Source records:
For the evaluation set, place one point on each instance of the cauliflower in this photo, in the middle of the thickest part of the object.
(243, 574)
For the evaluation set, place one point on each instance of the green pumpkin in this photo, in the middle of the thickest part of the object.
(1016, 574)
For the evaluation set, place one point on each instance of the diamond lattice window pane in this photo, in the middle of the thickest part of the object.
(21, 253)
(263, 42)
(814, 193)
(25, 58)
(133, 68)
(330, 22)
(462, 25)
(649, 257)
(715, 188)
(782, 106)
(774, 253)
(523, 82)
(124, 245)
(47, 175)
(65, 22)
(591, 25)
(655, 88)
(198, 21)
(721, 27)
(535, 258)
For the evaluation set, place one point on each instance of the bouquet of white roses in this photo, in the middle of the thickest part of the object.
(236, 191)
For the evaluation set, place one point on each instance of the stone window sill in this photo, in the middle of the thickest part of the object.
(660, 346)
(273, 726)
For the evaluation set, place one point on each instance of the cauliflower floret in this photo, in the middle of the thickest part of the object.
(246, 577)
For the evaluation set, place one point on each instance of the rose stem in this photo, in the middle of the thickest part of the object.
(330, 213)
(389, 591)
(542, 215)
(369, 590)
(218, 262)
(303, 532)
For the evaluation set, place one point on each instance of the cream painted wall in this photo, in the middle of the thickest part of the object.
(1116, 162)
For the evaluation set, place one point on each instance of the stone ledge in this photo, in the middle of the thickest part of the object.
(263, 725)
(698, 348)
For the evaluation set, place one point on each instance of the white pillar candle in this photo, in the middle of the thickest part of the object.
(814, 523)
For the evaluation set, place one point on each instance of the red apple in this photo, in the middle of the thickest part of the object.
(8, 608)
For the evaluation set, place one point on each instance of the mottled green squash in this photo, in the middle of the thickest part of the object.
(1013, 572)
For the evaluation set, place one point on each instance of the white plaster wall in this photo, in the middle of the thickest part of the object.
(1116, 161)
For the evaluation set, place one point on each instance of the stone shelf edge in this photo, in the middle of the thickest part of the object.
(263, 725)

Aim of the task:
Could you write out the lines from the very beginning through the one that contains "(1016, 574)", substituting "gourd" for "pumpkin" and keeping everything else unchanged?

Solution to this task:
For the evaluation set, place one point on each instance of the cauliflower in this photo, in the middle of the thickest part of the object.
(243, 574)
For the evaluation set, place one point on each instance of the green gourd in this photo, in the middle of the thickest part of the object.
(1016, 574)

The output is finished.